» Prompt
Your answer should be an exact copy of every record.

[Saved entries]
++++++++

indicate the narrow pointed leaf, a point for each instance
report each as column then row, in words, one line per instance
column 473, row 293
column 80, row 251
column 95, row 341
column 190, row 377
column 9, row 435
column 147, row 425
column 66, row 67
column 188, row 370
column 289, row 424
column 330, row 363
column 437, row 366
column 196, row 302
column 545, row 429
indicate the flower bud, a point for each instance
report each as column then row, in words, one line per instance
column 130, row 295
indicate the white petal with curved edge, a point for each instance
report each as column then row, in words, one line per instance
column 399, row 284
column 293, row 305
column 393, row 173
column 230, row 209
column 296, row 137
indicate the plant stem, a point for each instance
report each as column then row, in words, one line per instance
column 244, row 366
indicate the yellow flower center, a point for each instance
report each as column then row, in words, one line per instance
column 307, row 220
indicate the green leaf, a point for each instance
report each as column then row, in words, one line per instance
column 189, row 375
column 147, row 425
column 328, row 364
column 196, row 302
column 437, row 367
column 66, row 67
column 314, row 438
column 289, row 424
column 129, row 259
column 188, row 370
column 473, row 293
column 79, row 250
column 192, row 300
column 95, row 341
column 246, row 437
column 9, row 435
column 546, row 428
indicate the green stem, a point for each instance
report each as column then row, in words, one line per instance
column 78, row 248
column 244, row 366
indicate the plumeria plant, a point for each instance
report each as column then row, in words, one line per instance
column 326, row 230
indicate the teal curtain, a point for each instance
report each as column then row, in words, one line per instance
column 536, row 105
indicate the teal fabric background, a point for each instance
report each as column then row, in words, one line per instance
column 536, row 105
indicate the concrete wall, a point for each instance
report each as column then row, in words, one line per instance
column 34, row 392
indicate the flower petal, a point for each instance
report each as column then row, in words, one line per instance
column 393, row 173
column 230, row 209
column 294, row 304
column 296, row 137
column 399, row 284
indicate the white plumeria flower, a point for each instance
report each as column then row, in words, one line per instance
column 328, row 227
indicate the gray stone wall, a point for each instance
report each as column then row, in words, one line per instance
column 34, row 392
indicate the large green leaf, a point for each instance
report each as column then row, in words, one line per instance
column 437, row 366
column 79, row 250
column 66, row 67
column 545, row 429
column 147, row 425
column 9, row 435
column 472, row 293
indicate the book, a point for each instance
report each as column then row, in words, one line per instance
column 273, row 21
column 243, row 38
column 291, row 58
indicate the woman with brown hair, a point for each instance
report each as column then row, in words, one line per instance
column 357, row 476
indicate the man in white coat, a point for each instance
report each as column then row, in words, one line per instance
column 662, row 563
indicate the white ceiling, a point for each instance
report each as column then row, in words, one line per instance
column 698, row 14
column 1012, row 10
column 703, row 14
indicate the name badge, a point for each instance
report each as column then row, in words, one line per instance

++++++++

» Response to this task
indicate the narrow pointed leaf, a point for each instance
report each as column then row, in words, one line per instance
column 473, row 293
column 80, row 251
column 95, row 341
column 190, row 377
column 9, row 435
column 147, row 425
column 66, row 67
column 188, row 370
column 289, row 424
column 330, row 363
column 437, row 366
column 196, row 302
column 545, row 429
indicate the flower bud, a point for each instance
report each as column then row, in words, one line per instance
column 130, row 295
indicate the white petal with curved edge, a point for each instance
report each as column then row, in words, one line per instance
column 399, row 284
column 293, row 305
column 393, row 173
column 230, row 209
column 296, row 137
indicate the plant stem, a point for each instance
report each as column then row, in words, one line per instance
column 244, row 366
indicate the yellow flower center, a point for each instance
report each as column then row, in words, one line per instance
column 307, row 220
indicate the green leaf, a point for each instance
report each as column then row, in words, one line per instance
column 189, row 375
column 147, row 425
column 328, row 364
column 196, row 302
column 437, row 367
column 66, row 67
column 314, row 438
column 289, row 424
column 129, row 259
column 188, row 370
column 473, row 293
column 79, row 250
column 192, row 300
column 95, row 341
column 246, row 437
column 9, row 435
column 546, row 428
indicate the green stem, a point for each instance
report each as column then row, in words, one line per instance
column 78, row 248
column 244, row 366
indicate the plumeria plant, a point for each instance
report each as column then row, in words, one line per instance
column 326, row 230
indicate the teal curtain, a point for each instance
report each as column then row, in words, one line per instance
column 536, row 105
indicate the teal fabric background, a point for each instance
report each as column then row, in words, one line per instance
column 536, row 105
indicate the concrete wall, a point for each instance
report each as column then row, in words, one line per instance
column 34, row 392
indicate the flower petal, a point for each instance
report each as column then row, in words, one line per instance
column 393, row 173
column 230, row 209
column 294, row 304
column 296, row 137
column 399, row 284
indicate the white plumeria flower, a point for each instance
report each as column then row, in words, one line per instance
column 328, row 227
indicate the gray stone wall, a point for each instance
report each as column then row, in words, one line per instance
column 34, row 392
indicate the large green leaf, a point for each instance
report each as column then row, in words, one line per instance
column 437, row 366
column 79, row 250
column 66, row 67
column 545, row 429
column 147, row 425
column 9, row 435
column 472, row 293
indicate the book, a point for each instance
report each as column then row, in words, one line per instance
column 273, row 21
column 243, row 38
column 291, row 58
indicate the woman with brown hair, a point for each instance
report each as column then row, in words, one line per instance
column 357, row 476
indicate the man in white coat, a point for each instance
report each as column then row, in words, one line per instance
column 662, row 563
indicate the white ceiling, a point for each instance
report each as column then row, in words, one line per instance
column 698, row 14
column 1012, row 10
column 703, row 14
indicate the name badge, a point for each instance
report each as column then row, in words, one line per instance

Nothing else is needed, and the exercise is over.